Textausschnitt.
Dass Oleg Orlow während seines eigenen Prozesses in Kafkas "Prozess" las, zeigt, wie zeitlos der Prager Schriftsteller die ­Mechanismen von Macht und Ohnmacht ­beschrieben hat. Der Literaturnobelpreisträger ­Elias ­Canetti hat einmal geschrieben: "Franz ­Kafka ist der Dichter, der unser Jahrhundert am reinsten ausdrückt." Damit meinte er das 20. Jahrhundert, das Jahrhundert der zwei Weltkriege und des Totalitarismus. Doch Orlow hat 2024 zu Kafka gegriffen: Wir sind heute nicht weiter.

Kafka selbst wurde noch ins österreich-ungarische Kaiserreich hinein­geboren, und es waren zuerst die Strukturen der habsburgischen Bürokratie, die ihm vor Augen standen, als er die Geschichte des Bankangestellten K. aufschrieb. Doch das Dunkle, Undurchsichtige und Übermächtige eines solchen Systems, in dem ein einfacher Mensch nichts machen kann, als sich vergeblich zu wehren, sind bis heute identifikationsstiftend für Menschen in totalitären Staaten. Als Liu Xia, die Ehefrau des chinesischen Schriftstellers und ­Friedensnobelpreisträgers Liu Xiaobo, im Jahr 2012 von Reportern in ihrer als Gefängnis dienenden Wohnung ­besucht wurde, sagte sie, sie lebe an einem absurden Ort und: "Ich glaube, auch Kafka hätte nichts Absurderes und Unfassbareres schreiben können."

Gestellte Aufgabe. Benenne im Textausschnitt über Kafka "Jahrhundert" in "Zeitalter" um und gib dabei die Stelle wieder, die mit den Worten "Dass Oleg Orlow" beginnt und nach "heute nicht weiter." endet.

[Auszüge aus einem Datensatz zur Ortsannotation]
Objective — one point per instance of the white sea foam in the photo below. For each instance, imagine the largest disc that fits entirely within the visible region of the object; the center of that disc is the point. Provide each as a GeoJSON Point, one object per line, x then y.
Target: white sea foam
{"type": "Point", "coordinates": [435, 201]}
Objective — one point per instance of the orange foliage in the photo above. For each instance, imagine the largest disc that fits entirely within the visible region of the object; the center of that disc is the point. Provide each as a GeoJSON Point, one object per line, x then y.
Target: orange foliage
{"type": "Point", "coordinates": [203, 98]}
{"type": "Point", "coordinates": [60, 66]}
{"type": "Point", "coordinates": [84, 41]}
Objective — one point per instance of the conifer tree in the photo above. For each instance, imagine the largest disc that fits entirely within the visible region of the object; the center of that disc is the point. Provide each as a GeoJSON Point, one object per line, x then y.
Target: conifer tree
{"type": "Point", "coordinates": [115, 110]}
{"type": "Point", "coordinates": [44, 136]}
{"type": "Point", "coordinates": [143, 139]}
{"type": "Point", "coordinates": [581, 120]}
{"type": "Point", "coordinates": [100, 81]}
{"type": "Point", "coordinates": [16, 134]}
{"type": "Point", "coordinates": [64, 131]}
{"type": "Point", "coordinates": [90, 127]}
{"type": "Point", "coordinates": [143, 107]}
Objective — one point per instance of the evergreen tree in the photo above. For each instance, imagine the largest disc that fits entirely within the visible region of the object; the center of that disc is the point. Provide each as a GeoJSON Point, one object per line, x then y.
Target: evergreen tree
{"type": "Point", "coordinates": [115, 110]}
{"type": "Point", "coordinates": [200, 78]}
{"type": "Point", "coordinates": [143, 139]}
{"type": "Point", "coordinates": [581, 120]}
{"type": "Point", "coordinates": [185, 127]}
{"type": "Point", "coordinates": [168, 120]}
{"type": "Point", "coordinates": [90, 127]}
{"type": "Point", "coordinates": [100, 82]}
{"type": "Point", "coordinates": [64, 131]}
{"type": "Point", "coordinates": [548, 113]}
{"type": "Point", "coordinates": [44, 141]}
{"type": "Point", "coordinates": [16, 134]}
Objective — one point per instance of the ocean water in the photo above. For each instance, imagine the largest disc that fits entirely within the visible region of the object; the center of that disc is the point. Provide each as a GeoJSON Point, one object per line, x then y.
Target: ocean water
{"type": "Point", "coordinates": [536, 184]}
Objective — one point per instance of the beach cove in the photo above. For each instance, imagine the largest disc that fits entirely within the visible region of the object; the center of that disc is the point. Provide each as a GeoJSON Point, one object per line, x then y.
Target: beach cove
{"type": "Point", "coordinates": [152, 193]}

Die Lösung.
Dass Oleg Orlow während seines eigenen Prozesses in Kafkas "Prozess" las, zeigt, wie zeitlos der Prager Schriftsteller die ­Mechanismen von Macht und Ohnmacht ­beschrieben hat. Der Literaturnobelpreisträger ­Elias ­Canetti hat einmal geschrieben: "Franz ­Kafka ist der Dichter, der unser Zeitalter am reinsten ausdrückt." Damit meinte er das 20. Zeitalter, das Zeitalter der zwei Weltkriege und des Totalitarismus. Doch Orlow hat 2024 zu Kafka gegriffen: Wir sind heute nicht weiter.